──────── DATA EXTRACT

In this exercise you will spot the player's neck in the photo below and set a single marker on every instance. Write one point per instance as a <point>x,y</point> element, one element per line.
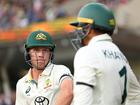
<point>35,73</point>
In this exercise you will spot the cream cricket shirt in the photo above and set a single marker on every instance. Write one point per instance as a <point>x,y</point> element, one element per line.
<point>102,75</point>
<point>43,92</point>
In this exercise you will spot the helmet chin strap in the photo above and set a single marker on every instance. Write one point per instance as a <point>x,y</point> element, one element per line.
<point>28,61</point>
<point>80,35</point>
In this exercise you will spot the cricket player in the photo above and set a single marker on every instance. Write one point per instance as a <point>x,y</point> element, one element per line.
<point>102,75</point>
<point>45,83</point>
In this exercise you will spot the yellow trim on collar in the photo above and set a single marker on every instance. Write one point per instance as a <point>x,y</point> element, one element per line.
<point>85,20</point>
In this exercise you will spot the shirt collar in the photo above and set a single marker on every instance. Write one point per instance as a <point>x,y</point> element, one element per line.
<point>102,37</point>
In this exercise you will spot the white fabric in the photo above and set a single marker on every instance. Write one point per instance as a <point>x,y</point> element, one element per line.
<point>45,90</point>
<point>99,64</point>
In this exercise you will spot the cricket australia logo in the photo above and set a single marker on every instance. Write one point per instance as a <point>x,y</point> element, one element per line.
<point>41,100</point>
<point>41,36</point>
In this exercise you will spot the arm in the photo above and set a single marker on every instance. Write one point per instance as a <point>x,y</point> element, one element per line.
<point>19,97</point>
<point>65,95</point>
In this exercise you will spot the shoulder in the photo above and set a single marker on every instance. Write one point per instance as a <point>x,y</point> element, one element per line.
<point>61,69</point>
<point>21,81</point>
<point>61,72</point>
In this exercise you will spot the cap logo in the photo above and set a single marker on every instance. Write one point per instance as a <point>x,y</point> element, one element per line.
<point>41,36</point>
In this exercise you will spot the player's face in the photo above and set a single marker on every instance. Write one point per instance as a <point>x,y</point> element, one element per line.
<point>40,56</point>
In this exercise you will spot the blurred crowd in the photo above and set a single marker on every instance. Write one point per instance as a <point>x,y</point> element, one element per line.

────────────────

### WRITTEN INSTRUCTION
Set down, exactly and in full, the lines from the one containing "In this exercise you will spot the cricket player" through the end of the entries; no other line belongs.

### SOLUTION BELOW
In this exercise you will spot the cricket player in the photo above and set a single marker on every instance. Write one point per instance as a <point>x,y</point> element, one element per line.
<point>102,75</point>
<point>45,83</point>
In this exercise you will spot the yellow trim on collar in the photo above and set a single marker on every instance. Write one point per instance as a <point>x,y</point> element, one element per line.
<point>85,20</point>
In this exercise you will spot the shirt collar in the photo above and set a single marker on every instance. Write one point per instance as a <point>x,y</point> element, one element per line.
<point>102,37</point>
In this exercise you will spot the white fabric in the photo above and set a single marker on every instance. Write one point per instance as a <point>x,y</point> element, one element per line.
<point>45,90</point>
<point>99,64</point>
In this exercise you will spot the cricket australia logo in the photo above and set a single marker on every instance. Write one point per instance as a <point>x,y</point> element, one element per line.
<point>41,100</point>
<point>41,36</point>
In this exercise you will spot the arm in the photo above and set a single marker on every instance. Write one point per instance as a <point>x,y</point> element, one element per line.
<point>19,97</point>
<point>65,95</point>
In this exercise you will spot the shoulder in the photo above and set a single marker on every instance. Write one point per instance as a <point>x,y</point> element, one element per line.
<point>61,69</point>
<point>21,81</point>
<point>61,72</point>
In this exercise you will spot the cap logo in the photo above and set a single marker on every instance. Write one point per instance as a <point>x,y</point> element, one element per line.
<point>41,36</point>
In this exercise you will spot the player's face in the photo above and set a single marker on every instance. Write one point per instance as a <point>x,y</point> element, one element per line.
<point>40,56</point>
In this exercise you will spot the blurred crowd in the photo above and set a single marker on every instance. Write one point per instance as a <point>x,y</point> element, one element per line.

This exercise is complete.